## REQUIRED WORK
Copy out, without any alteration, the lines below, from the line containing "trace the outline of every instance of the white checked" down to the line containing "M582 250L561 300L526", both included.

╭──

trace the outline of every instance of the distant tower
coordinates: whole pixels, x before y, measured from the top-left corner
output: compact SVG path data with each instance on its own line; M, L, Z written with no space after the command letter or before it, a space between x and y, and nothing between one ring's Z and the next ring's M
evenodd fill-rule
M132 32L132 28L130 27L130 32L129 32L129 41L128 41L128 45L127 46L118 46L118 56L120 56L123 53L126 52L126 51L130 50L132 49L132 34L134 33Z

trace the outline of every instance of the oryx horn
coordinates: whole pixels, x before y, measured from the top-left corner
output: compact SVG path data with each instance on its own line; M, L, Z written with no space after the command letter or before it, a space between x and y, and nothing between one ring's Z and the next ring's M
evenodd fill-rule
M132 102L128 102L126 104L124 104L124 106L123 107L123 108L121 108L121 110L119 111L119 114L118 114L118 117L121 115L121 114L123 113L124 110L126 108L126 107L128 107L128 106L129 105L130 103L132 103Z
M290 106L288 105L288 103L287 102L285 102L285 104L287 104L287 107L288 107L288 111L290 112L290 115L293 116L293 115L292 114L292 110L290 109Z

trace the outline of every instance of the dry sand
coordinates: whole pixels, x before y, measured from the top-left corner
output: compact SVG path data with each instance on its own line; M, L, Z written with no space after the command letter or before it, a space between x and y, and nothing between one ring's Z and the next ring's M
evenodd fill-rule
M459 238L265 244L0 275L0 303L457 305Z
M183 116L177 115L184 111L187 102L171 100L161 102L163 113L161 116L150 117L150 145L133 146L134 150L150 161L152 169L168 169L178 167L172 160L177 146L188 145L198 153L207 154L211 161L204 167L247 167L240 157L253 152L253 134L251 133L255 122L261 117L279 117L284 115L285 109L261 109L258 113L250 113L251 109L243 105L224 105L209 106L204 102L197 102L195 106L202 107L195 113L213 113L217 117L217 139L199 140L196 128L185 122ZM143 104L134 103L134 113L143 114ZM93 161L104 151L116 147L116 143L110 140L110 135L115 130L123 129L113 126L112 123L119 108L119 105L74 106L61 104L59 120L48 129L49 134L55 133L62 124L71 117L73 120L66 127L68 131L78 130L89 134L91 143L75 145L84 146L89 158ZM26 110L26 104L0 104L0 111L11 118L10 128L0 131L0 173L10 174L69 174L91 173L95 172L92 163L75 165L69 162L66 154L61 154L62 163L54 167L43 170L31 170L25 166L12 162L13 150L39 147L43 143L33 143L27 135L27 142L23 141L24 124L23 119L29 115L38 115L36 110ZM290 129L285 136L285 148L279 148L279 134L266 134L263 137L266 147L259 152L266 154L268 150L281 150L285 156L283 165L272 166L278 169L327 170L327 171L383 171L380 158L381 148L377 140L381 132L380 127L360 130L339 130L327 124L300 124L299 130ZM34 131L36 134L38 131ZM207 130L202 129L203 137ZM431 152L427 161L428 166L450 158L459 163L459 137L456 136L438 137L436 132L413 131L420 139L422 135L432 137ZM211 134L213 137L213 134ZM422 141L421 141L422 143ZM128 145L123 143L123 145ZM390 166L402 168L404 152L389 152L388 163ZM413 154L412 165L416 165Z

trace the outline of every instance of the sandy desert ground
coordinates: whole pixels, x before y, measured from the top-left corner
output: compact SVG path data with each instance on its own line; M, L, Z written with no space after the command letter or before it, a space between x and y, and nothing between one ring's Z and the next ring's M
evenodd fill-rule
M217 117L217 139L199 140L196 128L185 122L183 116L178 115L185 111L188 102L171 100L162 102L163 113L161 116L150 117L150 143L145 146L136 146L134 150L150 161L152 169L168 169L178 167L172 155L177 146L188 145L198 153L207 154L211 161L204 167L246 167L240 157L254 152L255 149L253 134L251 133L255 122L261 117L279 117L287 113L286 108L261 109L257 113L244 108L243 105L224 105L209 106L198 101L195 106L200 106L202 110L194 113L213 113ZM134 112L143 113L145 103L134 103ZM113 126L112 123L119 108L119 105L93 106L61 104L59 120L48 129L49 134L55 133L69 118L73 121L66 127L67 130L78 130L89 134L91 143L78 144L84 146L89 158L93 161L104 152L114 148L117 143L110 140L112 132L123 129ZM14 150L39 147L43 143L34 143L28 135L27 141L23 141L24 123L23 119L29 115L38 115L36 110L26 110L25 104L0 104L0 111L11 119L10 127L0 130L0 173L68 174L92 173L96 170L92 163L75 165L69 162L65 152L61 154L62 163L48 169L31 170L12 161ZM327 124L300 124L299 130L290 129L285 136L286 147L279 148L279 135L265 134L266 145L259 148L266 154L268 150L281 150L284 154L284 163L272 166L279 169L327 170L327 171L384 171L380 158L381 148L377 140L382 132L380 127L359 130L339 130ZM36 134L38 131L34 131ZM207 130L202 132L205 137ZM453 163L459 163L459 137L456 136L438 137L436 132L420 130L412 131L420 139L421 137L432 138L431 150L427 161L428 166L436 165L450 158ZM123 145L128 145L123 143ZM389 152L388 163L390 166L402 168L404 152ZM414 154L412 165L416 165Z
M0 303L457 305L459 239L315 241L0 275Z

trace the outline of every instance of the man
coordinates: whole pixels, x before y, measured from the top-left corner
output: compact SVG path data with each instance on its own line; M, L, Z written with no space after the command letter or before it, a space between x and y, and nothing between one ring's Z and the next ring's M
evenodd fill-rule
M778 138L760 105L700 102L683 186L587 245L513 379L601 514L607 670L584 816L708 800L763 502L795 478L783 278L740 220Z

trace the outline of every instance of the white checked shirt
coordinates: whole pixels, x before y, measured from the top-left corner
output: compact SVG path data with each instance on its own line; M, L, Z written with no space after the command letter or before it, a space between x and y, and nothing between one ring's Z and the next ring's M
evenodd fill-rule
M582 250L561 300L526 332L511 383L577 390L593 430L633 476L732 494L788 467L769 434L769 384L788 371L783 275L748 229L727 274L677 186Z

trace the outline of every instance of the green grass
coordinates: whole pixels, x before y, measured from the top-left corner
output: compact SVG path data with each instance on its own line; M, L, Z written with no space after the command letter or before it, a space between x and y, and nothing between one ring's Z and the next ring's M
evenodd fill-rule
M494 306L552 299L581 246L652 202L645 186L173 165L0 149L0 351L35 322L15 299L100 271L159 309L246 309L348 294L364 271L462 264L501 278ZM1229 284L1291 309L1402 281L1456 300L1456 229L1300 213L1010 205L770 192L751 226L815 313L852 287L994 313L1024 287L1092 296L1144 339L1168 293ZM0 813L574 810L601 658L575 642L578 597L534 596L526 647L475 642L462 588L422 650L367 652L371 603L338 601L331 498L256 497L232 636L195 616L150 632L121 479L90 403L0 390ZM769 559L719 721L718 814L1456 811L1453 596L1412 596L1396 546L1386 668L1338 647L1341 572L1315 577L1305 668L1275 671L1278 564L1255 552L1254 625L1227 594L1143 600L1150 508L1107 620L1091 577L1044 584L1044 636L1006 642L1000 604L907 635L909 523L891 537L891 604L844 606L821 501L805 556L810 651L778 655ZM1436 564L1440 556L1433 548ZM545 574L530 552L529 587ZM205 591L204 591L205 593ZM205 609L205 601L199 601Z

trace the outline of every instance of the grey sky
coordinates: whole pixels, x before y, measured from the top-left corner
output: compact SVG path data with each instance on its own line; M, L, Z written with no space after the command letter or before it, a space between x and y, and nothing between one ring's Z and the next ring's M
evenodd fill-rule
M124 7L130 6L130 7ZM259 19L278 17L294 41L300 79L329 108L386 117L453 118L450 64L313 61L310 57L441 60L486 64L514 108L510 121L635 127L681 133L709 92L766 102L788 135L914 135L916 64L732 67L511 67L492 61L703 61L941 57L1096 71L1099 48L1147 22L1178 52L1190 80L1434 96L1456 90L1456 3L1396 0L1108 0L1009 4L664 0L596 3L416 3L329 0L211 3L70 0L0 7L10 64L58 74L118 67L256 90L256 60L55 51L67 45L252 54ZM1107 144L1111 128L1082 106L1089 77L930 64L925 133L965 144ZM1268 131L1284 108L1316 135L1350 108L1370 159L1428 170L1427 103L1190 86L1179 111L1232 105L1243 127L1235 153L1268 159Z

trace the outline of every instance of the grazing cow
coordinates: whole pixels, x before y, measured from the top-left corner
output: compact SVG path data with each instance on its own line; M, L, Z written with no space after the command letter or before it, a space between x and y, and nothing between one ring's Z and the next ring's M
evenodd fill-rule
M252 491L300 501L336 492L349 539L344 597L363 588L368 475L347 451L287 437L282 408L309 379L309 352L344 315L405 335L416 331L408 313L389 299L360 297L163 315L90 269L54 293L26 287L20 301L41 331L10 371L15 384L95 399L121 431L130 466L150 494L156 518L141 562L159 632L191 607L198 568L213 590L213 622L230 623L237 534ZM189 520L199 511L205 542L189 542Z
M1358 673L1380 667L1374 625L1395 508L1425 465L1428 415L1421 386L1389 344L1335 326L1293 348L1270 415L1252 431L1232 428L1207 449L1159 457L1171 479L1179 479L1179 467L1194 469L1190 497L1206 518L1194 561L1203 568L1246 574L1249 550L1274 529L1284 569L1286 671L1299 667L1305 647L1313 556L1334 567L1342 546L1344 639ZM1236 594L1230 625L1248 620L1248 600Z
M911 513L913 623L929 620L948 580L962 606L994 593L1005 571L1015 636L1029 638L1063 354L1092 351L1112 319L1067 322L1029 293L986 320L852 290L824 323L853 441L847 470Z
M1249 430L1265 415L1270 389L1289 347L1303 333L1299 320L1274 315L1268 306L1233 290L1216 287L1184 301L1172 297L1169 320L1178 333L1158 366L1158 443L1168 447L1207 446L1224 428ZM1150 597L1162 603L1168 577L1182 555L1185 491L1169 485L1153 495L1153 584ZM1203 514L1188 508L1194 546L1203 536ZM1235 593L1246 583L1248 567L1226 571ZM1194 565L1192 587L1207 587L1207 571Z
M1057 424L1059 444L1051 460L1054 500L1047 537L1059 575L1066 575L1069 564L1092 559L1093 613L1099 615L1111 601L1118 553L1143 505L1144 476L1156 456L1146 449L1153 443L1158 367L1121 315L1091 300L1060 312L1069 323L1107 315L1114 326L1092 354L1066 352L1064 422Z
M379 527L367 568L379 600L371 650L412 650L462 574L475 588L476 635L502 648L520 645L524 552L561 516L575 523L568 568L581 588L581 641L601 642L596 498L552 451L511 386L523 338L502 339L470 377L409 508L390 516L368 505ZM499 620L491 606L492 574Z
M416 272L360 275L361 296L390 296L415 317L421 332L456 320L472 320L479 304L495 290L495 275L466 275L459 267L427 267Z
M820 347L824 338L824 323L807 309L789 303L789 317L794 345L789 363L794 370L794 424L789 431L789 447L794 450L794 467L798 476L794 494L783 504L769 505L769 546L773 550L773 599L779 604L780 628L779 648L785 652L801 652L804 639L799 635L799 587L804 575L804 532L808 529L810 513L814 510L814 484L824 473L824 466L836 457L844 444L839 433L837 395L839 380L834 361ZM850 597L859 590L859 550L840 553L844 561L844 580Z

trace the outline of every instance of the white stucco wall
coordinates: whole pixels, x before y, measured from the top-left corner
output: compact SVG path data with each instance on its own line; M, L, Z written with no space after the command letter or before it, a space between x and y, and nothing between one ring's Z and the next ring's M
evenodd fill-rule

╰──

## THE ANSWER
trace the outline of every instance of the white checked shirt
coordinates: whole pixels, x before y, measured from the top-left corner
output: compact SVG path data with each instance on its own line; M, L, Z written with no space after the command letter or before it, a space between x and y, and nothing between one ring's Z and the next ring's M
evenodd fill-rule
M582 250L561 300L526 332L511 383L577 390L593 430L633 476L732 494L788 467L769 434L769 384L788 371L783 275L748 229L727 274L677 186Z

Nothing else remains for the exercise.